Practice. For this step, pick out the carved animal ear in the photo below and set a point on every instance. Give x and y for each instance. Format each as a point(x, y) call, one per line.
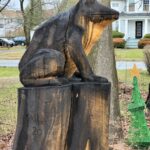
point(88, 1)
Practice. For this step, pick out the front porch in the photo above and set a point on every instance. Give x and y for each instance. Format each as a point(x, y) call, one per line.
point(134, 27)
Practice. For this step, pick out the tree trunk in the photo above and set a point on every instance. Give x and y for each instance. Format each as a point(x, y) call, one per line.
point(103, 63)
point(69, 117)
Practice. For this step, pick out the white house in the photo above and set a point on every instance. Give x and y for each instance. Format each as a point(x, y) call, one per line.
point(10, 20)
point(134, 19)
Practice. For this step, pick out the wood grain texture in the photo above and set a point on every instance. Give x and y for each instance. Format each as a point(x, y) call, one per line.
point(90, 117)
point(69, 117)
point(43, 118)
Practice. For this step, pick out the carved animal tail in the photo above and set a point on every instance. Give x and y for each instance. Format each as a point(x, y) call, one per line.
point(148, 99)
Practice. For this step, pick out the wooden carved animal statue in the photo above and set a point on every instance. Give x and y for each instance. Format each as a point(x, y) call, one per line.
point(59, 46)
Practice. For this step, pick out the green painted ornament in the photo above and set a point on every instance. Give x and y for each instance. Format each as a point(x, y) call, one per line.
point(139, 133)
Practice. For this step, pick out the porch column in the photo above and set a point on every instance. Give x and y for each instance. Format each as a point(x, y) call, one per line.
point(146, 26)
point(126, 28)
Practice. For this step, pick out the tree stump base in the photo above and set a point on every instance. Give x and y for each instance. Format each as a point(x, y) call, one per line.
point(67, 117)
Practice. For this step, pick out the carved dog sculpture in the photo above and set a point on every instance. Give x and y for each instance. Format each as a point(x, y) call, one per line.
point(59, 46)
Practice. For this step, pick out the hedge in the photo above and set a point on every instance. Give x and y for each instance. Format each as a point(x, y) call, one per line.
point(147, 57)
point(119, 42)
point(147, 36)
point(143, 42)
point(116, 34)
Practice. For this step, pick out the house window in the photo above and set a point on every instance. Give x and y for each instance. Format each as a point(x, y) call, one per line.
point(1, 25)
point(131, 5)
point(115, 5)
point(146, 5)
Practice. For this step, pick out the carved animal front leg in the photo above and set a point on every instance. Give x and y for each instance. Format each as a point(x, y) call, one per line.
point(77, 54)
point(45, 67)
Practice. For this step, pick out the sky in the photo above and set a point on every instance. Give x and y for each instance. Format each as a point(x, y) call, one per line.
point(14, 4)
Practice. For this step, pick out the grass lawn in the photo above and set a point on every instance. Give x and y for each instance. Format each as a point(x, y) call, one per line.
point(12, 53)
point(144, 79)
point(9, 83)
point(129, 54)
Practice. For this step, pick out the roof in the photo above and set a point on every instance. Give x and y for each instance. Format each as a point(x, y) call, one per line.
point(135, 14)
point(8, 13)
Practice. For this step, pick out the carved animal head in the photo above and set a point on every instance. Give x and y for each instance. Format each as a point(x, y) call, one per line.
point(96, 12)
point(93, 18)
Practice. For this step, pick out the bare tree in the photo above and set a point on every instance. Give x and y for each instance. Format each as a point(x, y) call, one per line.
point(3, 4)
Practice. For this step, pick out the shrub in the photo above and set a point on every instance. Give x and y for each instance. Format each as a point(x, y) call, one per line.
point(116, 34)
point(147, 36)
point(119, 42)
point(147, 57)
point(143, 42)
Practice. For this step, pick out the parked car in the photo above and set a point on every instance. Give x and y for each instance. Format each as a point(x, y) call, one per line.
point(20, 40)
point(6, 42)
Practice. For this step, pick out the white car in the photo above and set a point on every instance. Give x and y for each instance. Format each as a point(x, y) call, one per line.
point(6, 42)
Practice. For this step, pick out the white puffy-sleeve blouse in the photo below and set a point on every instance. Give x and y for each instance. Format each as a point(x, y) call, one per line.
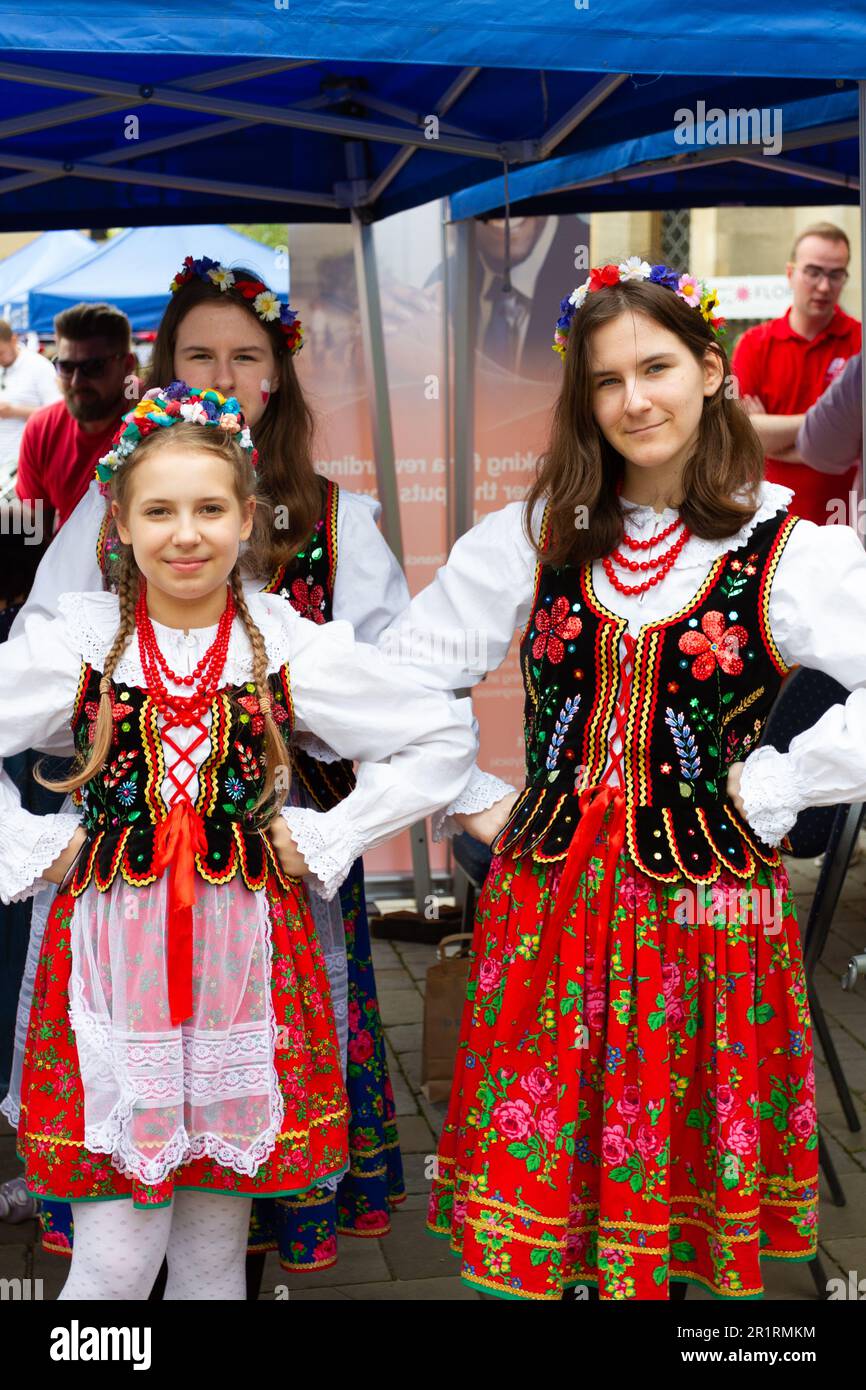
point(462, 624)
point(414, 745)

◆ **To be done**: Copy every one of the records above word for word. Leave out the pictures.

◆ **Full response**:
Practice. For this step, pick out the carved animal ear in the photo below and set a point on every instance. Give x and y for each instance. Format each as a point(x, y) call, one per line.
point(88, 1)
Practice. For this step, pick out the front porch in the photo above and set a point on every instance. Give x and y for each instance. Format each as a point(x, y) call, one per line.
point(134, 27)
Practice. For this step, pick out the tree trunk in the photo above and set a point on every instance. Give x and y for each instance. Format each as a point(x, y) call, one per line.
point(103, 63)
point(69, 117)
Practice. For this step, pick out the white house in the photo above and set a point on every instance. Give x and y for each instance. Format each as a point(x, y) call, one per line.
point(10, 20)
point(134, 19)
Practice. For this step, pick out the wood grain texture in the photo above and set a point on every instance. Give x and y for each instance. Format each as a point(x, y) call, one per line.
point(90, 117)
point(69, 117)
point(43, 118)
Practice. For this step, pick out the carved animal tail in the photo above and set a point on every instance. Give x and y for each instance. Format each as a point(x, y) call, one per line.
point(148, 99)
Practice. For this step, pick out the wooden carved animal statue in the photo above and set a point on every instance. Give x and y for each instance. Format each as a point(x, y) call, one per line.
point(59, 46)
Practice. For this step, pick out the green painted ornament in the photo above and set a point on every instance. Give x and y for each instance. Format each as a point(x, y) call, one per line.
point(139, 133)
Practice. For this step, pick out the porch column in the photo above and set a point on every instance. Give x and y for each instance. Format each as a point(x, y) call, one per line.
point(146, 26)
point(126, 28)
Practice. For this step, pick out the tree stump base in the photo above and set a point on every instance. Give x and y for each instance. Format each as a point(x, y) call, one per line.
point(67, 117)
Practice. For this step, pick out the carved dog sculpture in the photo above and set a point on every instance. Give x and y for each instance. Format each as a point(x, y) call, one per line.
point(59, 46)
Practice. For this step, pick out the hedge in the photo above and set a point on every instance. Give x and y for each instance. Format each as a point(x, y) call, one per line.
point(147, 57)
point(119, 42)
point(147, 36)
point(143, 42)
point(116, 34)
Practice. For this step, pick out the house window in the photo above and set a point on every instance. Give x and y for each instance. Format each as a point(x, y) call, one per line.
point(1, 25)
point(131, 5)
point(115, 5)
point(146, 5)
Practice. For this step, pick out the carved animal front leg in the photo above and set a point on every instance. Give x and y for each instance. Format each as a point(x, y) call, one per line.
point(77, 54)
point(45, 67)
Practice. For this step, pick out the sky in the photo above and set a point on every instance. Give x and y for each instance. Format each as a point(x, y) call, one per line.
point(14, 4)
Practice. For this step, pick out the grass lawn in the photo above and set a point on every instance. Give x and y for each instance. Format each as a point(x, y) call, one per line.
point(12, 53)
point(144, 79)
point(9, 83)
point(129, 54)
Practice. For this step, pick out the roof in the photo above and set a point on every instance. Give x and y for each instance. Format each as a point(x, y) call, one per line.
point(135, 14)
point(8, 13)
Practice. For this step, pick out the carved animal head in the photo above and set a point on every instance. Give x and y for each instance. Format each as a point(x, y) call, one per line.
point(96, 12)
point(93, 18)
Practice. For this step, pick out the bare tree in the photo above and set a point on every instance. Give x and y for each instance. Format each as a point(x, y) call, one per line.
point(3, 4)
Practice. For this step, pick out the shrub in the photo above and set a point on every instance. Give x and y for each instance. Format each as a point(x, y) call, one per line.
point(116, 34)
point(147, 36)
point(119, 42)
point(147, 57)
point(143, 42)
Practice. For this step, pick out the parked car in the photo above and set a point on every instance. Give x and y for each instance. Format each as a point(x, y) call, one per line.
point(20, 40)
point(6, 42)
Practice. For this step, pick out the white car in the photo above and set a point on every instance. Give x and y for each instance. Format each as a point(x, y) call, one per line.
point(6, 42)
Practice. For this step, pick out the white puffy-sleeve blouse in the photo below and set a point on every instance. Give x and y for each instance. Format each as a point(x, y) call, one per line.
point(462, 624)
point(414, 745)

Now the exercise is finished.